Dataset records:
__________
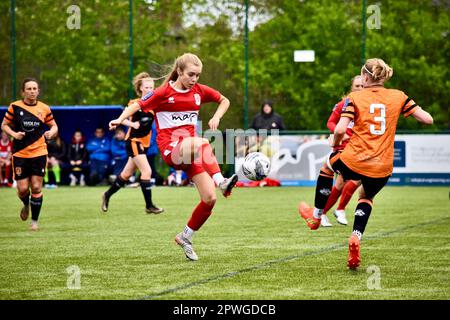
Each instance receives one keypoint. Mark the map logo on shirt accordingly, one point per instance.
(148, 95)
(198, 99)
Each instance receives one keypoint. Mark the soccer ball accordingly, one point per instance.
(256, 166)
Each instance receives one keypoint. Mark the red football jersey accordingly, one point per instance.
(176, 111)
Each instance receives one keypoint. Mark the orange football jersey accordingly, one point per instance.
(29, 119)
(375, 112)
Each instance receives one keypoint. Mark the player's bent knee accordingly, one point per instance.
(364, 200)
(210, 199)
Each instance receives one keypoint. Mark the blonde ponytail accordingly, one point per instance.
(180, 64)
(378, 70)
(137, 82)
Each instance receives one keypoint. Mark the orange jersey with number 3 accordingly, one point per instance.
(375, 112)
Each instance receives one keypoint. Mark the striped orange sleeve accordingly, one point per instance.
(348, 110)
(9, 115)
(49, 117)
(409, 107)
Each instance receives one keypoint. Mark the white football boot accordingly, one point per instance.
(340, 217)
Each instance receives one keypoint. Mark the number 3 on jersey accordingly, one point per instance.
(381, 119)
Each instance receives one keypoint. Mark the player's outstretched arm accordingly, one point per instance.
(9, 131)
(224, 103)
(423, 116)
(128, 112)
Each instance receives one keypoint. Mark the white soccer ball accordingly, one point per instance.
(256, 166)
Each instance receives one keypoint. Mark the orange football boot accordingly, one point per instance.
(307, 213)
(354, 256)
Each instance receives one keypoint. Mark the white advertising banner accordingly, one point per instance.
(419, 159)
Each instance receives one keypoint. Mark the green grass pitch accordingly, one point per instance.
(254, 246)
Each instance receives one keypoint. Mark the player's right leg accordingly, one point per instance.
(22, 174)
(371, 186)
(206, 189)
(120, 181)
(199, 151)
(141, 162)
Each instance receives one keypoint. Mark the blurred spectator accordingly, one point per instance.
(78, 159)
(5, 159)
(99, 157)
(119, 153)
(56, 156)
(267, 118)
(152, 152)
(177, 178)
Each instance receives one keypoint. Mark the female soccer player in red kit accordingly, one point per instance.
(176, 104)
(341, 189)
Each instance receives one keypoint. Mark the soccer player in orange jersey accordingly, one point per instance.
(341, 189)
(26, 121)
(137, 143)
(369, 154)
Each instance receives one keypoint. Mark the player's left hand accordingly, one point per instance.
(331, 140)
(114, 124)
(214, 123)
(49, 134)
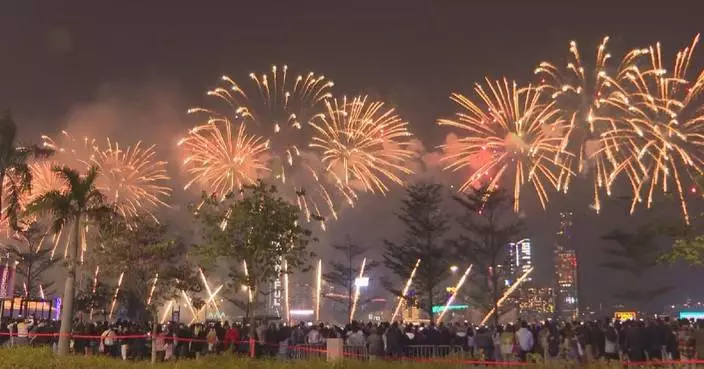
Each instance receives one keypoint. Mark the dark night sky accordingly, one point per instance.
(130, 69)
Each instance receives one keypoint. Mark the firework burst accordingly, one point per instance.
(662, 141)
(592, 100)
(131, 178)
(360, 140)
(513, 132)
(279, 106)
(221, 159)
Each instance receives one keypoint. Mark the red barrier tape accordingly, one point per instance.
(346, 354)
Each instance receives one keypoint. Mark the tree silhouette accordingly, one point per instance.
(426, 228)
(488, 225)
(342, 274)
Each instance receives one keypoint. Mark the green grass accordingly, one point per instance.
(40, 358)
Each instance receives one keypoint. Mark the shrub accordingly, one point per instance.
(43, 358)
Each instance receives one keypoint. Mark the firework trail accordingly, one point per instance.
(221, 159)
(592, 100)
(360, 140)
(662, 142)
(131, 178)
(43, 180)
(279, 106)
(514, 132)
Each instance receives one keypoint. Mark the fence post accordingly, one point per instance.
(335, 349)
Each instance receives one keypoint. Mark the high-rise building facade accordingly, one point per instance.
(566, 266)
(519, 259)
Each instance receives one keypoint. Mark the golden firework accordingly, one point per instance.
(662, 141)
(279, 106)
(132, 179)
(221, 159)
(509, 131)
(592, 100)
(361, 140)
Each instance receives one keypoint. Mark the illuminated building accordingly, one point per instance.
(519, 259)
(537, 303)
(566, 281)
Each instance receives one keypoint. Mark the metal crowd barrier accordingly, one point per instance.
(356, 352)
(435, 351)
(307, 351)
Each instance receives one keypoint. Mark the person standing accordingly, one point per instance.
(376, 344)
(525, 341)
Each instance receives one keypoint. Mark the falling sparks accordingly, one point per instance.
(130, 177)
(361, 140)
(660, 143)
(405, 291)
(357, 289)
(277, 107)
(114, 297)
(221, 159)
(591, 99)
(318, 288)
(514, 132)
(452, 298)
(506, 295)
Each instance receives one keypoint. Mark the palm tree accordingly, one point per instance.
(14, 167)
(81, 201)
(34, 261)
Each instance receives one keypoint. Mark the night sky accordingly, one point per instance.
(131, 69)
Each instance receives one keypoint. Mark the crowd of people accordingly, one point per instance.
(636, 341)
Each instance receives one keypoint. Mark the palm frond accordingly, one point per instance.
(70, 176)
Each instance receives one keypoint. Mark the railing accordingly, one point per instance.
(308, 351)
(435, 351)
(356, 352)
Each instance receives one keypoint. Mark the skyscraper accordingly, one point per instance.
(566, 281)
(519, 259)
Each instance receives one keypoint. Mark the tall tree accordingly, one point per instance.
(426, 228)
(634, 254)
(34, 261)
(15, 173)
(143, 249)
(690, 250)
(154, 264)
(79, 203)
(256, 227)
(343, 273)
(488, 225)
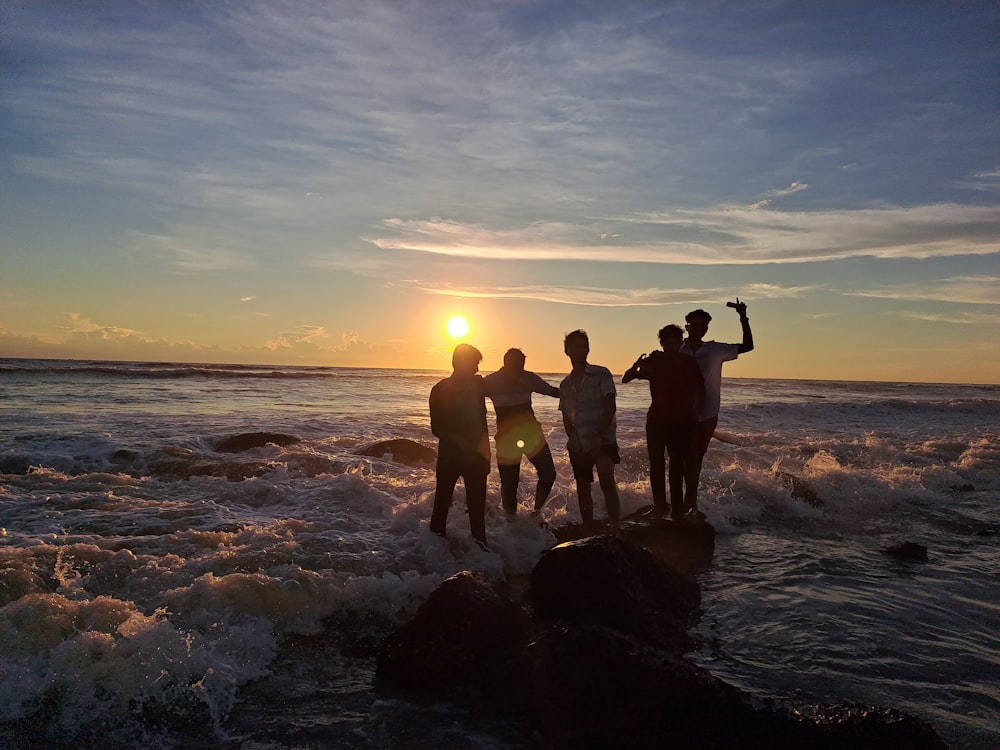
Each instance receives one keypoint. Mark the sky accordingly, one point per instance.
(328, 183)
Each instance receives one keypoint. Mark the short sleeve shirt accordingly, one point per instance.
(582, 403)
(710, 356)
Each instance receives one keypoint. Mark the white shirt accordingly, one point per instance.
(710, 356)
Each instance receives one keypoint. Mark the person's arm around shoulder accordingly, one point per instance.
(747, 343)
(633, 372)
(538, 385)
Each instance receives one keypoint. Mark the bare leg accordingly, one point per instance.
(692, 470)
(509, 479)
(606, 476)
(586, 501)
(657, 470)
(692, 475)
(546, 476)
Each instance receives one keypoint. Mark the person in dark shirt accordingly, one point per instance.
(677, 388)
(458, 420)
(518, 431)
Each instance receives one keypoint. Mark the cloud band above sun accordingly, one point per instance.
(734, 235)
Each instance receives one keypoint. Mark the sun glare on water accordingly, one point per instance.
(457, 327)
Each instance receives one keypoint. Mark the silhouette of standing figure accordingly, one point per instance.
(458, 419)
(710, 356)
(587, 403)
(677, 389)
(518, 431)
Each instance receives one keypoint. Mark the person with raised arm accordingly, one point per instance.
(518, 431)
(458, 420)
(710, 355)
(587, 403)
(677, 389)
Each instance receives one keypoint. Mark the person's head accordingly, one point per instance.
(697, 323)
(577, 345)
(671, 338)
(465, 359)
(513, 360)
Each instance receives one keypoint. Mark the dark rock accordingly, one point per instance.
(600, 676)
(907, 551)
(14, 465)
(174, 463)
(401, 450)
(687, 543)
(123, 456)
(249, 440)
(613, 582)
(465, 633)
(594, 687)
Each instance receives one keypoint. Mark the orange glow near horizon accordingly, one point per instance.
(458, 327)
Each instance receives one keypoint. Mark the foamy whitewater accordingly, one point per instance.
(155, 590)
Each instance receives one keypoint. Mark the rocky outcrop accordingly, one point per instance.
(606, 581)
(464, 633)
(400, 450)
(250, 440)
(595, 654)
(907, 551)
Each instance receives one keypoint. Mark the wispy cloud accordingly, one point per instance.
(793, 188)
(78, 324)
(186, 257)
(985, 181)
(970, 290)
(725, 235)
(600, 296)
(957, 318)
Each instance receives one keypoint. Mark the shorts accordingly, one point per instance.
(583, 463)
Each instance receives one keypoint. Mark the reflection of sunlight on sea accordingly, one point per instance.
(145, 572)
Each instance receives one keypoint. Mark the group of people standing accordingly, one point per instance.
(685, 380)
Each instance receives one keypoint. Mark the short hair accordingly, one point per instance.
(578, 334)
(514, 355)
(467, 353)
(670, 330)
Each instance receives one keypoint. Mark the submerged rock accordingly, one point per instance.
(250, 440)
(600, 665)
(465, 633)
(401, 450)
(608, 581)
(907, 551)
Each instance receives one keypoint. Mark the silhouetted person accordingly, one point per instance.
(710, 356)
(677, 389)
(518, 431)
(587, 402)
(458, 419)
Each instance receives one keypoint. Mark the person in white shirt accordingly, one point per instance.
(710, 355)
(518, 431)
(587, 403)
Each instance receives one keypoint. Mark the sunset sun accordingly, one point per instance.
(457, 327)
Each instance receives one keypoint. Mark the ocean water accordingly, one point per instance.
(156, 590)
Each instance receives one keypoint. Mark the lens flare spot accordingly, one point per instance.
(457, 327)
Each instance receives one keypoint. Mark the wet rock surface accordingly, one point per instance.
(595, 655)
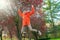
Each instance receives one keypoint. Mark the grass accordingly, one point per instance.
(14, 38)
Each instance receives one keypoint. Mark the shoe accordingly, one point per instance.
(39, 33)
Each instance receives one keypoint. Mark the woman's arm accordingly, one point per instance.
(32, 10)
(20, 13)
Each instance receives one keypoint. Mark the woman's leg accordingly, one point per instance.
(30, 28)
(23, 30)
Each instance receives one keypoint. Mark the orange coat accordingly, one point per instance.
(26, 16)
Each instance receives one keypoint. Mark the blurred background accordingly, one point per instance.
(46, 19)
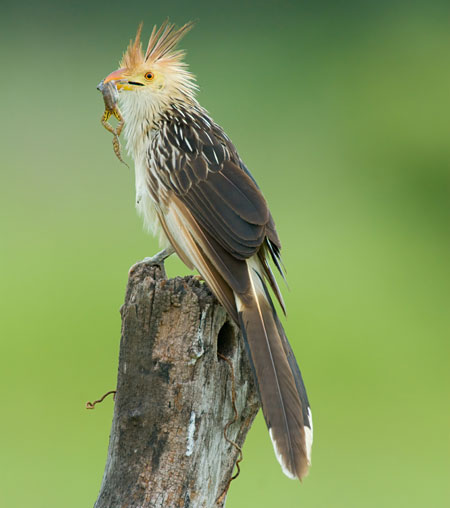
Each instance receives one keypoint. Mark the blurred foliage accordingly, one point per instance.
(340, 110)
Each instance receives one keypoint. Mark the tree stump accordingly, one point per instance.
(170, 438)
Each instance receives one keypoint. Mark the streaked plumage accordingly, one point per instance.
(194, 190)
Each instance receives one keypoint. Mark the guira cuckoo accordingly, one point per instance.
(193, 189)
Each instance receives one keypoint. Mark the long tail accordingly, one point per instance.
(282, 392)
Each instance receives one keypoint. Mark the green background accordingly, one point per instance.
(341, 111)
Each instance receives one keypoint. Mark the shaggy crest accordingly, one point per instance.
(161, 46)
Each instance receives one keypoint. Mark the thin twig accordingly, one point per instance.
(225, 430)
(91, 405)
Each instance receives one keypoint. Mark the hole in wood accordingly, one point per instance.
(226, 340)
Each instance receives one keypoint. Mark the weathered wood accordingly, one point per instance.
(174, 397)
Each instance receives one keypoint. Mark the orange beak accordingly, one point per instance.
(119, 78)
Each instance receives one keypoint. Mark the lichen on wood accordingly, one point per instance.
(168, 446)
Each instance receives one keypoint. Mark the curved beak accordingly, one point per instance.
(119, 79)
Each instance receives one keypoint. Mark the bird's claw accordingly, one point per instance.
(156, 260)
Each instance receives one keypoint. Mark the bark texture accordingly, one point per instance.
(174, 397)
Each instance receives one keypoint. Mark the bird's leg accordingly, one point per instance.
(119, 117)
(157, 259)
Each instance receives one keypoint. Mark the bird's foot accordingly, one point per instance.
(156, 260)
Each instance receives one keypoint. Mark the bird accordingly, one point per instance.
(194, 191)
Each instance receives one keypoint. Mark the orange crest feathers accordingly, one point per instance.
(161, 45)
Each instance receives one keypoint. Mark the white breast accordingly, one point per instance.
(138, 113)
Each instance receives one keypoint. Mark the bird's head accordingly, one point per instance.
(160, 72)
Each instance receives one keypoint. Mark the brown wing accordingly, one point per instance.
(201, 166)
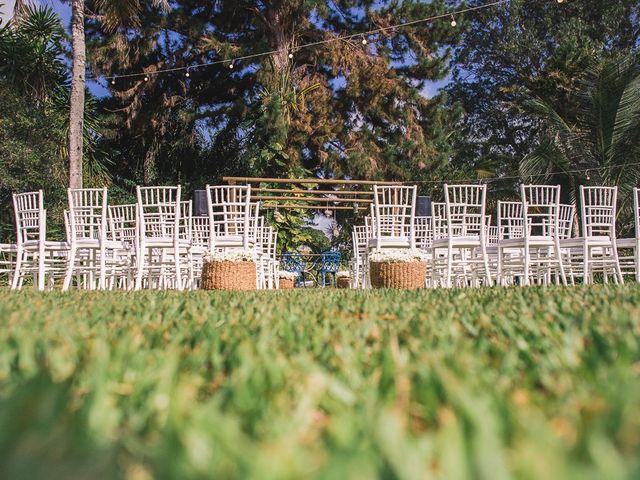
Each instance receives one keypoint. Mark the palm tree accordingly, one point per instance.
(602, 142)
(111, 13)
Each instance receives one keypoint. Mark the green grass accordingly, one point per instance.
(524, 383)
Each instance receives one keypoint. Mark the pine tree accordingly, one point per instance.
(341, 106)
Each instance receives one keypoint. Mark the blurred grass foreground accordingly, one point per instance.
(493, 384)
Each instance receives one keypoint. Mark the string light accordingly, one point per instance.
(529, 178)
(351, 36)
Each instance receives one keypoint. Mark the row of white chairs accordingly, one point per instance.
(155, 243)
(533, 242)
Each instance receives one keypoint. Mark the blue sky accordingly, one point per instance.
(63, 9)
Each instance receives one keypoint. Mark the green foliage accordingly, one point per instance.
(603, 136)
(27, 160)
(523, 49)
(508, 383)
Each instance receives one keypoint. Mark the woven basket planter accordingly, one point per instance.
(408, 275)
(286, 283)
(228, 276)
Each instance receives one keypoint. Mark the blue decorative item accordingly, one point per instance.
(292, 262)
(329, 266)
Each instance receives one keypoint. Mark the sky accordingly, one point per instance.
(63, 9)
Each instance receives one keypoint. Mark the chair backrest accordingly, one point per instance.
(394, 209)
(230, 213)
(565, 220)
(541, 204)
(492, 235)
(30, 216)
(439, 220)
(123, 223)
(598, 206)
(424, 232)
(465, 210)
(510, 220)
(330, 261)
(200, 231)
(185, 231)
(87, 214)
(267, 239)
(360, 237)
(159, 212)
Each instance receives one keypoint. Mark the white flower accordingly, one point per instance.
(288, 275)
(397, 255)
(230, 255)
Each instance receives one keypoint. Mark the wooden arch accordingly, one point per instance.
(310, 193)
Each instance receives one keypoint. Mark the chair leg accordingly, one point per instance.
(70, 265)
(15, 281)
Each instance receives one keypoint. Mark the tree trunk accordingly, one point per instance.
(76, 115)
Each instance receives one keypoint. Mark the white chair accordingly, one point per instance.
(393, 217)
(34, 253)
(231, 217)
(510, 226)
(424, 233)
(122, 232)
(87, 237)
(540, 257)
(360, 239)
(595, 250)
(8, 253)
(630, 264)
(200, 233)
(463, 251)
(162, 256)
(267, 261)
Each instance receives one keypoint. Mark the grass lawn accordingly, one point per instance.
(492, 383)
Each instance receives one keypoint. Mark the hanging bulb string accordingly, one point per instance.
(339, 38)
(521, 177)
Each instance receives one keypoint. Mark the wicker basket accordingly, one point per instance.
(228, 276)
(286, 283)
(409, 275)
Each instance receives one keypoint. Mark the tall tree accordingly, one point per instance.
(76, 107)
(527, 49)
(111, 13)
(340, 106)
(601, 138)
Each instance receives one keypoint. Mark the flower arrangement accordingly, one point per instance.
(397, 255)
(230, 255)
(287, 275)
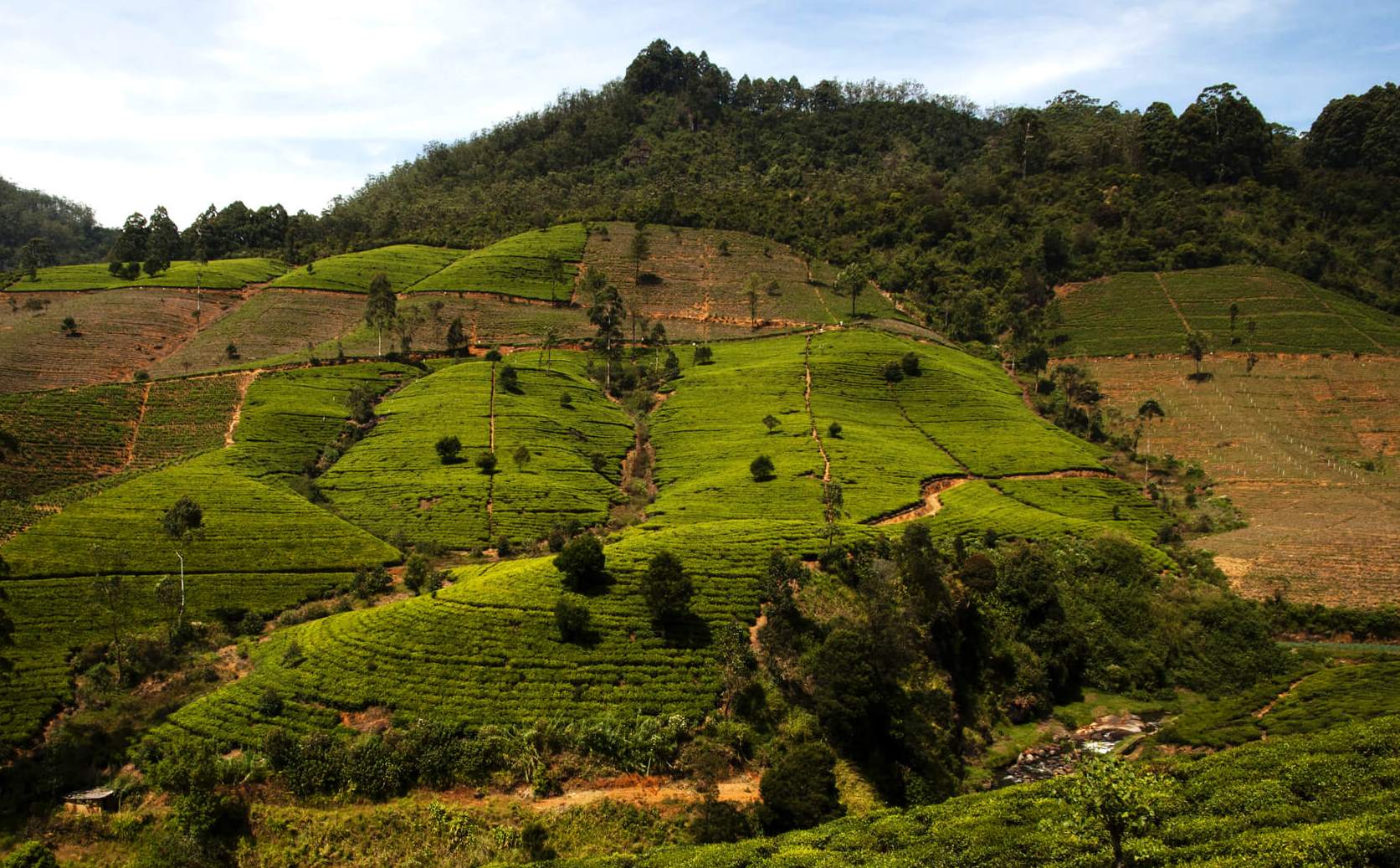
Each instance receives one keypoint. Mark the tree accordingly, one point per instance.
(380, 307)
(638, 251)
(162, 241)
(1116, 799)
(852, 282)
(415, 572)
(667, 588)
(454, 335)
(181, 522)
(762, 468)
(800, 788)
(582, 563)
(573, 618)
(1197, 345)
(608, 314)
(449, 449)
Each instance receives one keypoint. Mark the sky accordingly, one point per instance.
(129, 105)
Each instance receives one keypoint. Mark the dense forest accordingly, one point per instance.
(68, 230)
(972, 213)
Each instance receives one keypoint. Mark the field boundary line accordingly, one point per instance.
(1172, 301)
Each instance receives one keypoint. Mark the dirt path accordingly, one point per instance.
(1172, 301)
(136, 429)
(807, 397)
(650, 791)
(244, 381)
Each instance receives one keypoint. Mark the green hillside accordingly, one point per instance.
(1275, 312)
(214, 275)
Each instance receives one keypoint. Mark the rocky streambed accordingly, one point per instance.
(1059, 758)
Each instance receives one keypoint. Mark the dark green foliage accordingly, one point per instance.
(800, 790)
(667, 588)
(762, 468)
(449, 449)
(582, 563)
(573, 618)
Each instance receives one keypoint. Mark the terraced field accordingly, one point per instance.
(1150, 314)
(393, 479)
(216, 275)
(700, 282)
(402, 264)
(486, 649)
(515, 266)
(121, 332)
(1290, 445)
(270, 326)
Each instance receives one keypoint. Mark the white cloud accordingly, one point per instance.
(297, 101)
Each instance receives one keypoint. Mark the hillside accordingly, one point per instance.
(1273, 312)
__________
> _Work to complete_:
Repeat exactly the lines from the line containing "Each instance receives one keypoint. Mark the rocky streambed" through the last line of the records above, including both, and nothing else.

> _Response below_:
Each instance receives one keypoint. Mark the rocky streambed accordingly, one point per instance.
(1059, 758)
Each instance receives one keypoint. Mark the dark green foliage accordingly, one point per instance.
(800, 790)
(667, 588)
(762, 468)
(449, 449)
(582, 563)
(573, 618)
Each instance receives one keypoint. Mark the terraced field accordingly, one point per instance.
(1150, 314)
(393, 479)
(216, 275)
(700, 282)
(402, 264)
(486, 649)
(515, 266)
(121, 332)
(1290, 445)
(270, 326)
Each instance receives one keypoint. Mark the white cloud accordingly, one point per instance.
(297, 101)
Each instance receives one keypoint. Mark the hillside accordingly, one point per instance.
(1273, 312)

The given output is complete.